*Passage provided*:
— START —
Search code examples
pythonutf-8encode

’ instead of ' in Natural Reader after encoding with utf-8


I have some text that I got from the web. After processing, it is written to a txt file with

text_file = open("input.txt", "w")
text_file.write(finaltext.encode('utf-8'))
text_file.close()

When i open the txt file, everything is fine. But when I load it into Natural Reader to turn into audio. I see ’ instead of ' only on some not all the '

what to do?


Solution

  • If you're opening the file with a native text editor and it looks fine, the issue is likely with your other program which isn't correctly detecting the encoding and mojibaking it up. As mentioned in comments, it's almost assuredly a Unicode quote character that looks like an ' but isn't.

    my_string = ('The Knights who say '
        '\N{LEFT SINGLE QUOTATION MARK}'
        'Ni!'
        '\N{RIGHT SINGLE QUOTATION MARK}'
    )
    def print_repr_escaped(x):
        print(repr(x.encode('unicode_escape').decode('ascii')))
    
    print_repr_escaped(my_string)
    # 'The Knights who say \\u2018Ni!\\u2019'
    

    If you can't control the encoding of the other program, you have 2 options:

    1. Drop all Unicode characters like so:

      stripped = my_string.encode('ascii', 'ignore').decode('ascii')
      print_repr_escaped(stripped)
      # 'The Knights who say Ni!'
      
    2. Attempt to convert Unicode characters to ASCII with something like Unidecode

      import unidecode
      
      converted = unidecode.unidecode(my_string)
      print_repr_escaped(converted)
      # "The Knights who say 'Ni!'"
— END —
*Stated problem a*:
Name every codec that the encoding thread passes to encode() or decode(), listing each distinct name once.

*Record excerpts*:
— START —
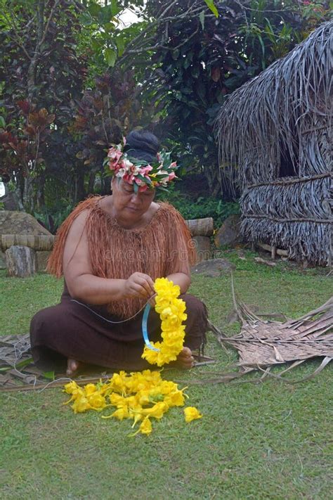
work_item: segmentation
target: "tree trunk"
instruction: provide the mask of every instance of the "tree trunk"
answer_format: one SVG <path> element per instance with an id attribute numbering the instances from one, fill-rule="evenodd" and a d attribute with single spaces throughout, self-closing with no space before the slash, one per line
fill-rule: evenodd
<path id="1" fill-rule="evenodd" d="M 36 252 L 29 247 L 13 246 L 5 252 L 7 275 L 26 278 L 36 272 Z"/>

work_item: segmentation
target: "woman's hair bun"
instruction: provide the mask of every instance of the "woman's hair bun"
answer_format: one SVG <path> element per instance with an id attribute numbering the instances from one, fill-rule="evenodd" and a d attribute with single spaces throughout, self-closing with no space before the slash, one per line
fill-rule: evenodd
<path id="1" fill-rule="evenodd" d="M 124 150 L 129 156 L 151 162 L 156 160 L 159 150 L 159 141 L 148 130 L 133 130 L 126 138 Z"/>

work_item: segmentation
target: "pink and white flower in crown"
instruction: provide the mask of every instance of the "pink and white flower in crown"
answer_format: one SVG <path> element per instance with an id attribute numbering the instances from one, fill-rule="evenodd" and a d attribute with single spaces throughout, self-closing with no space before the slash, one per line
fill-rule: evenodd
<path id="1" fill-rule="evenodd" d="M 123 144 L 125 145 L 123 139 Z M 176 162 L 171 162 L 170 153 L 161 151 L 156 155 L 157 162 L 147 163 L 136 158 L 128 157 L 123 153 L 122 144 L 110 148 L 104 164 L 115 177 L 123 179 L 130 184 L 134 184 L 135 190 L 145 191 L 148 188 L 165 188 L 168 183 L 176 178 L 175 170 L 178 168 Z"/>

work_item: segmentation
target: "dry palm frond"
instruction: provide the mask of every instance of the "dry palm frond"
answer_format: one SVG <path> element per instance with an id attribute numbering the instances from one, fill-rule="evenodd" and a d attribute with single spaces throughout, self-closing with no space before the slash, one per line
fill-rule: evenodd
<path id="1" fill-rule="evenodd" d="M 306 359 L 324 358 L 311 376 L 302 379 L 308 380 L 321 371 L 333 359 L 333 297 L 324 305 L 302 317 L 285 322 L 261 319 L 239 302 L 235 302 L 235 306 L 242 323 L 240 333 L 226 337 L 211 323 L 209 327 L 223 347 L 229 345 L 238 351 L 240 358 L 237 366 L 240 369 L 237 373 L 222 374 L 221 377 L 216 374 L 209 380 L 204 380 L 205 383 L 228 382 L 254 370 L 263 371 L 265 376 L 282 378 L 282 373 Z M 292 364 L 278 375 L 270 372 L 273 366 L 287 362 Z M 255 381 L 259 380 L 255 379 Z"/>
<path id="2" fill-rule="evenodd" d="M 241 188 L 241 231 L 331 264 L 333 21 L 235 90 L 216 120 L 220 164 Z M 295 177 L 279 177 L 283 157 Z"/>
<path id="3" fill-rule="evenodd" d="M 278 175 L 281 150 L 301 177 L 329 173 L 333 21 L 235 90 L 216 120 L 221 165 L 239 166 L 241 184 Z"/>

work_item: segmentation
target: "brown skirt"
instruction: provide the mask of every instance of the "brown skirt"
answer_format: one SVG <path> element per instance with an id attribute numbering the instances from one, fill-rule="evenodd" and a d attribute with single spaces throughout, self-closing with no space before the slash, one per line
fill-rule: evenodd
<path id="1" fill-rule="evenodd" d="M 205 342 L 207 312 L 199 299 L 189 294 L 180 295 L 186 303 L 184 345 L 198 350 Z M 30 325 L 32 353 L 42 370 L 63 371 L 67 359 L 117 370 L 152 368 L 141 358 L 144 341 L 141 312 L 133 319 L 115 323 L 121 319 L 106 309 L 73 300 L 65 288 L 58 305 L 39 311 Z M 148 330 L 150 340 L 160 340 L 161 321 L 152 309 Z"/>

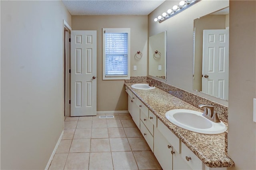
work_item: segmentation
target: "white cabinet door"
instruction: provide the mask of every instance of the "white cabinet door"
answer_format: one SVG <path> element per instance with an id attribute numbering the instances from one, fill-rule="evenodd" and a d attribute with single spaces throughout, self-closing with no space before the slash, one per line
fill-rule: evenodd
<path id="1" fill-rule="evenodd" d="M 134 103 L 133 101 L 129 95 L 128 95 L 128 111 L 132 117 L 132 105 Z"/>
<path id="2" fill-rule="evenodd" d="M 154 128 L 154 154 L 163 169 L 172 170 L 172 155 L 171 151 L 172 146 L 157 128 L 155 127 Z"/>
<path id="3" fill-rule="evenodd" d="M 175 148 L 173 148 L 173 170 L 190 170 L 192 169 L 182 158 L 181 154 L 179 154 Z"/>
<path id="4" fill-rule="evenodd" d="M 140 132 L 154 152 L 154 138 L 143 123 L 140 121 Z"/>
<path id="5" fill-rule="evenodd" d="M 140 108 L 138 107 L 134 102 L 132 104 L 132 120 L 137 125 L 137 127 L 140 129 Z"/>

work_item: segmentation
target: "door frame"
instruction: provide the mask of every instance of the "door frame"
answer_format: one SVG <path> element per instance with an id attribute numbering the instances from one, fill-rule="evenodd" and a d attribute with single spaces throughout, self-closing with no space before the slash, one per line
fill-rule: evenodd
<path id="1" fill-rule="evenodd" d="M 65 110 L 67 108 L 67 100 L 66 101 L 66 99 L 67 93 L 65 93 L 65 91 L 68 88 L 69 88 L 70 89 L 70 87 L 67 87 L 67 88 L 65 88 L 65 87 L 67 87 L 67 86 L 69 85 L 68 83 L 66 85 L 65 83 L 66 82 L 65 81 L 65 80 L 67 79 L 68 78 L 68 69 L 66 69 L 66 67 L 65 67 L 65 61 L 68 60 L 68 58 L 66 58 L 66 55 L 65 55 L 65 30 L 67 30 L 68 31 L 71 32 L 72 30 L 71 27 L 69 26 L 68 22 L 65 20 L 63 20 L 63 121 L 64 121 L 65 117 L 65 116 L 70 116 L 70 112 L 69 112 L 69 115 L 65 115 Z M 66 69 L 65 69 L 66 68 Z M 66 73 L 66 74 L 65 74 Z M 64 126 L 64 124 L 63 124 L 63 126 Z"/>

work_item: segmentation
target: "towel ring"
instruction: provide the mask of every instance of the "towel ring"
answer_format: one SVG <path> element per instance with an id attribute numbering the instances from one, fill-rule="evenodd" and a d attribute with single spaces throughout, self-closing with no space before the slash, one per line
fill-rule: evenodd
<path id="1" fill-rule="evenodd" d="M 140 54 L 140 56 L 139 57 L 138 56 L 138 54 Z M 135 53 L 135 55 L 134 55 L 134 57 L 137 58 L 138 59 L 140 59 L 142 57 L 142 53 L 139 51 L 137 51 L 137 53 Z"/>
<path id="2" fill-rule="evenodd" d="M 157 57 L 157 55 L 156 55 L 157 54 L 158 54 L 159 56 Z M 154 57 L 155 58 L 160 58 L 161 57 L 161 53 L 157 50 L 156 50 L 156 51 L 155 51 L 155 53 L 153 55 L 154 56 Z"/>

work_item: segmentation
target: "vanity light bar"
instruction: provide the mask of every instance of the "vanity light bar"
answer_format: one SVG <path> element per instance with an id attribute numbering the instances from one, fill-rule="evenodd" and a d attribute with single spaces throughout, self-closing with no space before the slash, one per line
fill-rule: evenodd
<path id="1" fill-rule="evenodd" d="M 169 9 L 167 10 L 166 12 L 163 13 L 162 16 L 159 16 L 157 18 L 156 18 L 154 19 L 154 20 L 156 22 L 158 21 L 160 23 L 166 20 L 179 13 L 200 0 L 182 0 L 180 2 L 179 5 L 174 6 L 172 7 L 172 10 Z"/>

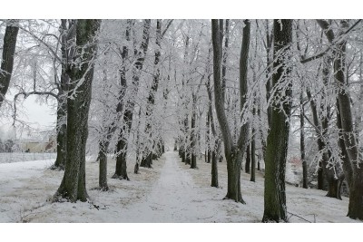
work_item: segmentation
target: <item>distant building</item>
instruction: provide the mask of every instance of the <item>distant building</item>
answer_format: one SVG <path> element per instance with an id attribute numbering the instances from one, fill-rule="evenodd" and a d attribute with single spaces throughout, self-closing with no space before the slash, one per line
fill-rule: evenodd
<path id="1" fill-rule="evenodd" d="M 56 138 L 51 136 L 48 141 L 22 140 L 22 152 L 29 153 L 54 153 L 56 152 Z"/>

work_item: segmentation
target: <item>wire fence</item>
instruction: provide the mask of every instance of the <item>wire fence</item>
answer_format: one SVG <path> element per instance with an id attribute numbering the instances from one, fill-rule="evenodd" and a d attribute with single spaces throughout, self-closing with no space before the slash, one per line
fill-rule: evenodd
<path id="1" fill-rule="evenodd" d="M 32 161 L 39 160 L 51 160 L 56 158 L 56 153 L 0 153 L 0 163 L 14 163 L 21 161 Z"/>

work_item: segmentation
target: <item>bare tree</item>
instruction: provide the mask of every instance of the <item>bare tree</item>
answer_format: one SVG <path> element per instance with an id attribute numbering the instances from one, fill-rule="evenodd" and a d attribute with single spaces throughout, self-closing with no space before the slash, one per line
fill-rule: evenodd
<path id="1" fill-rule="evenodd" d="M 265 157 L 265 191 L 262 222 L 287 221 L 285 169 L 288 153 L 289 117 L 292 95 L 289 48 L 292 41 L 292 20 L 274 20 L 274 63 L 272 103 L 270 132 Z M 282 107 L 281 107 L 282 106 Z"/>
<path id="2" fill-rule="evenodd" d="M 14 54 L 15 53 L 17 33 L 19 32 L 18 24 L 18 20 L 9 20 L 4 35 L 3 58 L 0 67 L 0 107 L 5 98 L 13 73 Z"/>
<path id="3" fill-rule="evenodd" d="M 244 21 L 243 40 L 240 58 L 240 109 L 246 103 L 247 87 L 247 66 L 250 47 L 250 22 Z M 247 147 L 249 122 L 243 121 L 240 131 L 240 136 L 237 145 L 233 145 L 232 136 L 227 121 L 224 111 L 224 100 L 222 99 L 222 90 L 221 85 L 221 25 L 218 20 L 211 21 L 211 41 L 213 45 L 213 79 L 214 79 L 214 102 L 217 111 L 217 118 L 221 126 L 224 153 L 227 160 L 228 170 L 228 191 L 226 198 L 234 199 L 236 202 L 245 203 L 240 192 L 240 166 L 241 157 Z M 242 118 L 243 119 L 243 115 Z"/>
<path id="4" fill-rule="evenodd" d="M 88 111 L 97 50 L 96 34 L 101 20 L 78 20 L 76 53 L 68 69 L 70 77 L 67 102 L 67 155 L 65 171 L 54 200 L 64 198 L 72 202 L 86 201 L 85 145 L 88 136 Z"/>

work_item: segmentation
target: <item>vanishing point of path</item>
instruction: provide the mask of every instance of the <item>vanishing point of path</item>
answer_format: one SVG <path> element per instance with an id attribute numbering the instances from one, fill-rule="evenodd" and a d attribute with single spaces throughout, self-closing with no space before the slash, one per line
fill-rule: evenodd
<path id="1" fill-rule="evenodd" d="M 205 222 L 204 218 L 212 217 L 213 209 L 200 201 L 191 175 L 177 164 L 178 153 L 167 151 L 164 156 L 159 180 L 146 200 L 125 211 L 124 222 Z"/>

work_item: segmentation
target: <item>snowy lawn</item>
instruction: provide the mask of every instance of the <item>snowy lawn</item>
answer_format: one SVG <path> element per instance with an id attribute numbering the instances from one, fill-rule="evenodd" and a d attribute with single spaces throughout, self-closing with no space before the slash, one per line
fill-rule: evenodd
<path id="1" fill-rule="evenodd" d="M 246 205 L 223 200 L 227 192 L 226 163 L 219 163 L 220 188 L 211 188 L 211 164 L 198 160 L 198 169 L 181 162 L 176 152 L 166 152 L 153 169 L 141 168 L 130 181 L 109 179 L 111 190 L 98 186 L 98 163 L 86 163 L 90 200 L 51 203 L 63 178 L 47 168 L 54 160 L 0 164 L 0 222 L 260 222 L 263 215 L 263 177 L 256 182 L 242 170 L 241 189 Z M 109 159 L 109 178 L 115 161 Z M 338 200 L 325 191 L 287 186 L 290 222 L 358 222 L 346 217 L 348 198 Z M 315 218 L 314 218 L 315 215 Z M 306 219 L 306 220 L 304 220 Z"/>

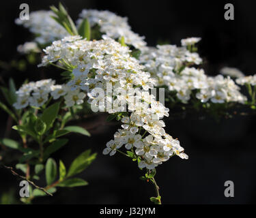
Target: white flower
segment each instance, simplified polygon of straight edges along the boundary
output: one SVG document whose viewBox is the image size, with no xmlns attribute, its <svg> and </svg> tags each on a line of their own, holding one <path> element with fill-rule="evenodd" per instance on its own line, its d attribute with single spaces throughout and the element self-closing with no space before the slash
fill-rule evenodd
— END —
*Stated problem b*:
Pick out each line of the records that contains the string "tree".

*Expected output a*:
- utf-8
- unicode_escape
- ascii

*Expected output b*:
target: "tree trunk"
instruction: provide the mask of every instance of the "tree trunk"
target: <item>bare tree</item>
instruction: provide the mask of every instance of the <item>bare tree</item>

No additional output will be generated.